[Text to read]
┌──

That would be all thirty or so players and the thirty or forty of a backroom staff. Enlgand World Cup rugby winning coach Clive Woodward didn’t have as big an entourage but at least his players won the damn thing. Star forward, Alan Brogan one of the few players to actually threaten Kerry and not just verbally although he showed himself well fit for that part of the game, said:
‘I don’t think the manager’s job is finished until he delivers the All-Ireland for his team, I’m hopeful that the county board will extend Paul’s contract, or whatever they have to do. And I’m sure all the players will want him to stick around.’
Goin on what we’ve seen Talking Balls surmises that the delay in confirming whether Caffery will stay or not hinges on pension negotiations - they way he’s going he’ll still be manager when his Zimmer frame arrives. For the record, the Dubs last won the All Ireland in 1995, controversially defeating Tyrone and haven’t been back in the Final since. Before that the last metropolitan team to win was the famous twelve apostles that beat Galway in one of the worst finals ever in 1983. To be fair to Pillar and it can be hard he did point out that all the bullshit about the Golden Years and the greatest game ever in 1977 was irrelevant to the the present group of players, most of whom weren’t born or in Mark Vaughan’s case beamed down.
Former All Ireland winner Paul Curran is not convinced Pillar and co have what it takes tho’. ‘There needs to be a least two new faces when the team starts its journey again next year and I think it is going to take a change of management to insure that actually happens. I think the present management setup has probably taken this bunch of lads as far as they can and maybe a change of voice, a few new ideas and couple of young players is what is required to go that extra step.
Tribune Gets the Half-time Wipe Down
Talking Balls is a great subscriber to the oul notions of the dramatic act at half time , or before the game - the busted all Ireland loser’s plaque a la Joe Kernan, the Eamon Coleman appearance in Omagh last year when Derry beat Tyrone, John Rafferty telling the St Galls players to get up off their knees, the normally reticent Micky Moran rallying the Derry troops in 1993, Peter Canavan and Chris Lawn’s passionate teamtalk before Tyrone left Citywest in 2005 . Indeed we were distinctly underwhelmed when, in response to a question about Mickey Harte and what he said at half time during the floodlit match in Croker, a couple of Tyrone players answered ‘not much. Ye see fans like us like a bit of drama. We want to understand what’s going on in the dressing room, who’s in tears, who’s standing up manfully delivering an oration that Shakespeare or Heaney could only dream of. Who’s bucked their trophy against a wall or ripped their all Ireland losers shirt to shreds in a fit of passion.

└──

[Exercise task 1] Pull out each line of the listing that contains the string "blurred", matching its case exactly.
[Exercise task 2] Write the next part of the Gaelic football column above, beginning right after its final sentence.

[Material to process]
┌──

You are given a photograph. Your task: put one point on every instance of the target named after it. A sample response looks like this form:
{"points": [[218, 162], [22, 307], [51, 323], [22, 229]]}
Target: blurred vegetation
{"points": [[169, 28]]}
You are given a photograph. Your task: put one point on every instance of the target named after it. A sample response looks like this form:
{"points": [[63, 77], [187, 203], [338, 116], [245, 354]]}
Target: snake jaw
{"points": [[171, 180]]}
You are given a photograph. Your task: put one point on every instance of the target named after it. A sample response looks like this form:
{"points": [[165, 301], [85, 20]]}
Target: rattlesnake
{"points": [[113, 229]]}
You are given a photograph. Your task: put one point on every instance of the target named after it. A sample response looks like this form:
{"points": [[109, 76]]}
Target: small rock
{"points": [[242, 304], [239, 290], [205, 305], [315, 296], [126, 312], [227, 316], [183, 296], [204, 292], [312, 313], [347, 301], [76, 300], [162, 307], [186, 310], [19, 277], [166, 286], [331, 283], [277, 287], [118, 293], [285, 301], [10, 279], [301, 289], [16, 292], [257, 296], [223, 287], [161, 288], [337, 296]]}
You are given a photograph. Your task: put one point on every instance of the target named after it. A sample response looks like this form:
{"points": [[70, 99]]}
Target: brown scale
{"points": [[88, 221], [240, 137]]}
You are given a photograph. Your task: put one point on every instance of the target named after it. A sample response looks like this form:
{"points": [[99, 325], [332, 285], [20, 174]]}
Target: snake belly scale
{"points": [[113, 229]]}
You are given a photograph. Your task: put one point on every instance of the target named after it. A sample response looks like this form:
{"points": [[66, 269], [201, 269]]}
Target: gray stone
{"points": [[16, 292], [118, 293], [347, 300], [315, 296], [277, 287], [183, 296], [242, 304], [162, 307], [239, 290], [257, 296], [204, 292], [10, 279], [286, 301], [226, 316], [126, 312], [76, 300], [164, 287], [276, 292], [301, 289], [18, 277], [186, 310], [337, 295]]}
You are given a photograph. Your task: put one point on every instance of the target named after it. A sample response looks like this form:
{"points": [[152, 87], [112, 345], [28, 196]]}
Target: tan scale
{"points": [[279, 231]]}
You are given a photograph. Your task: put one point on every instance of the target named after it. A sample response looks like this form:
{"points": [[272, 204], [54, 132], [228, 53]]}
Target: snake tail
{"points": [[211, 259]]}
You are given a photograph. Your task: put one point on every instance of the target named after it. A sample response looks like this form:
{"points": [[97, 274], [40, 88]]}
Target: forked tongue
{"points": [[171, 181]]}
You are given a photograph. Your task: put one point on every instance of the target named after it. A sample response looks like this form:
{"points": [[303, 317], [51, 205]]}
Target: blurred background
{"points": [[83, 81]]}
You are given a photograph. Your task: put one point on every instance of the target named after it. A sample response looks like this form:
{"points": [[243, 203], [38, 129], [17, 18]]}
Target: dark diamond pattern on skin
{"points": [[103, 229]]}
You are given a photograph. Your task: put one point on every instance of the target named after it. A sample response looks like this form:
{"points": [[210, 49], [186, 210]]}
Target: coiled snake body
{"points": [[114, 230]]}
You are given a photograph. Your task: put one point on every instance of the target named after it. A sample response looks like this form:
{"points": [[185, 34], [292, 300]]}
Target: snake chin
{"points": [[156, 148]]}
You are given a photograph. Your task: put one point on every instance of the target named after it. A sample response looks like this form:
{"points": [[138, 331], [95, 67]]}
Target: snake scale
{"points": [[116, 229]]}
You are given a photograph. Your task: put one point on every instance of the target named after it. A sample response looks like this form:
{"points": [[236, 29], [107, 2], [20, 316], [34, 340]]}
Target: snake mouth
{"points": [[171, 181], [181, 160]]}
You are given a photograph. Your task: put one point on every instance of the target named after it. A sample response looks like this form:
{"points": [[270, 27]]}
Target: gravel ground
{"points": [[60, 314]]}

└──

[Exercise output 1]
Target: blurred vegetation
Target: blurred background

[Exercise output 2]
We blew out our cheeks and grinned from ear to ear then, tear almost in eye to hear that that old chestnut - the newspaper clipping was produced in the Kerry dressing room on Sunday. The offending scribe? One Liam Hayes, the bastard.
Kerry GAA chairman Sean Walsh said “scurrilous” comments by former Meath All-Ireland winner Liam Hayes were used to motivate Pat O’Shea’s side at half time in Croke Park.
Hayes, in The Sunday Tribune, claimed the Kerry players were overrated and that “the Kingdom no longer rules”. “It’s kaput. There’s no such place worthy of - and living up to - this mighty name anymore, and the GAA has lost its most prized territory.”
Sean Walsh stated: “That was a real scurrilous article by Liam Hayes and we actually used it in the dressing room at half time because it was an appalling attack on Kerry football over the last 30 years. We were not going to take that lightly and neither did the players when they heard.”
He added: “What Liam Hayes was saying is completely off the wall.”
Talking Balls wishes to clarify was it on the wall then, or off the wall, or just waved about. Was it thrown on the floor and stamped on, maybe thrown in a urinal and pissed on. Oh yes, there’s many things you can do in a dressing room at half time with an oul newspaper including wipe your arse with it.
No bother to the forthright and obnoxious but frequently right Hayes, he went on Radio Kerry to defend his opinion. We don’t know whether that was on the air or off the air but sure fair play to him all the same.
Gougerism Alive and Kicking
Hard to bate the coining of an oul phrase in among the gaelic and athletic fraternity and - although we’ve waited all summer - along comes referees co-ordinator Pierce Freaney describing some of the incidents witnessed in Croker last Sunday as “gougerism”, while the Competition Controls Committee chairman Jimmy Dunne vowed that: “anything that brings discredit on our games will be looked at”.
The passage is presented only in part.